WORK ITEM
From the Budget interview below, copy word for word the part that begins with the words containing "This has been" and ends with "for the next financial year.".

SELECTED EXTRACT
[Start of Attachment]

With the Budget set to be presented soon, Harsha Upadhyaya, CIO-Equity, Kotak Mutual Fund, spoke to Moneycontrol’s Jash Kriplani, on his expectations from the annual exercise. In his assessment, spends on infrastructure and healthcare are likely to increase. He highlights the tight fiscal situation of the government and the limited ability to reduce taxes at this point in time.
What are your expectations from the upcoming Budget?
This has been a challenging year in terms of revenue collections for the government. In the Budget, we would need to look at how the government will continue to focus on growth despite having revenue constraints. The government is expected to focus on both tax and non-tax revenues, to improve its collections. As is always the case ahead of any Budget, people are fearing higher taxes. There is already some chatter on the possibility of a COVID-19 cess and also an increase in long-term capital gains tax (LTCG). Any increase in tax in any form will be taken as a negative. Higher non-tax revenues will be required to compensate for lower collections from income tax. This year has not been great in terms of disinvestment revenues. All of this will get pushed to the next financial year. Also, there could be some more addition to the disinvestment target for the next financial year.

[End of Attachment]

DATASET RECORDS

[Start of Attachment]

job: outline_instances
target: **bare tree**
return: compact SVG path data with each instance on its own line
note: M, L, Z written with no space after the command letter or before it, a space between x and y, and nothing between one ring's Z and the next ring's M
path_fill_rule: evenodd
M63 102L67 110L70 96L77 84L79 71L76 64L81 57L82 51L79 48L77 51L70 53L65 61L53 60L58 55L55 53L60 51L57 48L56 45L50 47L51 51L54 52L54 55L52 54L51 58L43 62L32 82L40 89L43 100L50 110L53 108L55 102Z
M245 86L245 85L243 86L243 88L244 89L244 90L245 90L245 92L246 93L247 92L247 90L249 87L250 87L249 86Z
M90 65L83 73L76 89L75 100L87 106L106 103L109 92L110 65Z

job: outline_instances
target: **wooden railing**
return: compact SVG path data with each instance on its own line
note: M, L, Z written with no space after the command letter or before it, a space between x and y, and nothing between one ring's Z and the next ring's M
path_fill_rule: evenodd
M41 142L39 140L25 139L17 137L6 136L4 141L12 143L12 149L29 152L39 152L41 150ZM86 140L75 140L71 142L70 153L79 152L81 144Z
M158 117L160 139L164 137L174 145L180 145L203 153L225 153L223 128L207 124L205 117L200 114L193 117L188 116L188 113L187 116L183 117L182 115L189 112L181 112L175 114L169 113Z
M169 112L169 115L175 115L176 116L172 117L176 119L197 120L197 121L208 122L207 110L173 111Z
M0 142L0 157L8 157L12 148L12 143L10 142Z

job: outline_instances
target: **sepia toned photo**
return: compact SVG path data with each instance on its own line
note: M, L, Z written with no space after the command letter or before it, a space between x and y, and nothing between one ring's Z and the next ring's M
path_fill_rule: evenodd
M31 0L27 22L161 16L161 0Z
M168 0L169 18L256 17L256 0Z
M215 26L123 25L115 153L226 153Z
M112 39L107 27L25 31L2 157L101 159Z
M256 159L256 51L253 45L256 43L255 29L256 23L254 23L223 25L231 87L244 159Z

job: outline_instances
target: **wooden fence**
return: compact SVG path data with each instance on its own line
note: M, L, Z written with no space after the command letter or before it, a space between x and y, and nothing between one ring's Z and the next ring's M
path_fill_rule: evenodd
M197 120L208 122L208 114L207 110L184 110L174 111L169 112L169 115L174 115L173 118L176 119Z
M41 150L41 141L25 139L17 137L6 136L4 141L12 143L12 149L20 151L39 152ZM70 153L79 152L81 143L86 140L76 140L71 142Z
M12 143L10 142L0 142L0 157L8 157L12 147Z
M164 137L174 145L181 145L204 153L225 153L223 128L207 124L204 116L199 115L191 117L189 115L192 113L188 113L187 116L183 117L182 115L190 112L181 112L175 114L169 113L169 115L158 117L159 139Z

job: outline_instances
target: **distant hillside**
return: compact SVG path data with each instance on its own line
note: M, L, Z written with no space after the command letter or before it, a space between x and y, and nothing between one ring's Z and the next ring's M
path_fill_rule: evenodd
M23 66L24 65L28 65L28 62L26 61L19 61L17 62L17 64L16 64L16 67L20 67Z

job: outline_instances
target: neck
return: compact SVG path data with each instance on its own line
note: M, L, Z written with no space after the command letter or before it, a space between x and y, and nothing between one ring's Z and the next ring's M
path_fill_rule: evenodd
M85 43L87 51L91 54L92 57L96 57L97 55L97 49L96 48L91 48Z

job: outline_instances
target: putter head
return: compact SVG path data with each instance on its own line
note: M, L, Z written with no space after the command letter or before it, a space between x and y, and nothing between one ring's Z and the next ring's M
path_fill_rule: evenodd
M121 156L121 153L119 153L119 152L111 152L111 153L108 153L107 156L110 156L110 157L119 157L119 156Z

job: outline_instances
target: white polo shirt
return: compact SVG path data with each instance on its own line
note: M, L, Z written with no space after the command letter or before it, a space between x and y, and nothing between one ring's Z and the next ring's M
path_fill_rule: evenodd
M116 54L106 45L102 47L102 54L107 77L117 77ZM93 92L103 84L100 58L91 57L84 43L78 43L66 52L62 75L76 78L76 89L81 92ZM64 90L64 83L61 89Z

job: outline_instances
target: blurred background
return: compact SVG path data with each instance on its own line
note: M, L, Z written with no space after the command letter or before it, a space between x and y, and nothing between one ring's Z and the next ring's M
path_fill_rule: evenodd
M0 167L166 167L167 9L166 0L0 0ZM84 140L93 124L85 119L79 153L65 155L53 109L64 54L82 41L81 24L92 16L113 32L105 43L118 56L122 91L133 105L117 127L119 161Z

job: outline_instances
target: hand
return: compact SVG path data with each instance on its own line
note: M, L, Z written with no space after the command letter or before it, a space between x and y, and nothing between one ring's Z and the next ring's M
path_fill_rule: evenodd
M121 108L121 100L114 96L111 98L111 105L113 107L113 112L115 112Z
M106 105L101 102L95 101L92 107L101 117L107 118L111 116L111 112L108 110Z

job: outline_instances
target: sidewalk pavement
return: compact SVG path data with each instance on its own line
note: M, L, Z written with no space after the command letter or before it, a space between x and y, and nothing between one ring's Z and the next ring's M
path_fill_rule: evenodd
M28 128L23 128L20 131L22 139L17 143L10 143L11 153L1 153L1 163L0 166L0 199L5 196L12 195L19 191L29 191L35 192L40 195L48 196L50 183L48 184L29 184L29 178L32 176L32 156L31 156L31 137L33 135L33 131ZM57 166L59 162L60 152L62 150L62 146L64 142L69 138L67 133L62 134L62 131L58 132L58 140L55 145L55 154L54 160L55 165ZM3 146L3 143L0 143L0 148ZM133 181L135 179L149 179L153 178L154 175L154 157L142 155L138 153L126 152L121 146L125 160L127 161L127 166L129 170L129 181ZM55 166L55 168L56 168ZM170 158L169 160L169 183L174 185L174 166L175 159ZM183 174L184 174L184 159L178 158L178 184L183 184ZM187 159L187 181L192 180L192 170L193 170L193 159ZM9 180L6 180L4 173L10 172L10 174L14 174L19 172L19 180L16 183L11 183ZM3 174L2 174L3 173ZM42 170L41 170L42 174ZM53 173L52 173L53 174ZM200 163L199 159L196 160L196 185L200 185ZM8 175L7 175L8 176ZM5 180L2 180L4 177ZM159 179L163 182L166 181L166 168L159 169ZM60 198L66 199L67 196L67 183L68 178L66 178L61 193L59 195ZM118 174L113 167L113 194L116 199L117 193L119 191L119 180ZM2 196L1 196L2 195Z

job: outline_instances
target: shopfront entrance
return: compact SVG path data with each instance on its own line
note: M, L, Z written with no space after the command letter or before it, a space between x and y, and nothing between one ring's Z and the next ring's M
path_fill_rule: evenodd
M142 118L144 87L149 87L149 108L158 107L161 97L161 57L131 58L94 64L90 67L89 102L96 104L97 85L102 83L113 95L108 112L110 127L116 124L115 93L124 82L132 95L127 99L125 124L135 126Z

[End of Attachment]

EXERCISE OUTPUT
This has been a challenging year in terms of revenue collections for the government. In the Budget, we would need to look at how the government will continue to focus on growth despite having revenue constraints. The government is expected to focus on both tax and non-tax revenues, to improve its collections. As is always the case ahead of any Budget, people are fearing higher taxes. There is already some chatter on the possibility of a COVID-19 cess and also an increase in long-term capital gains tax (LTCG). Any increase in tax in any form will be taken as a negative. Higher non-tax revenues will be required to compensate for lower collections from income tax. This year has not been great in terms of disinvestment revenues. All of this will get pushed to the next financial year. Also, there could be some more addition to the disinvestment target for the next financial year.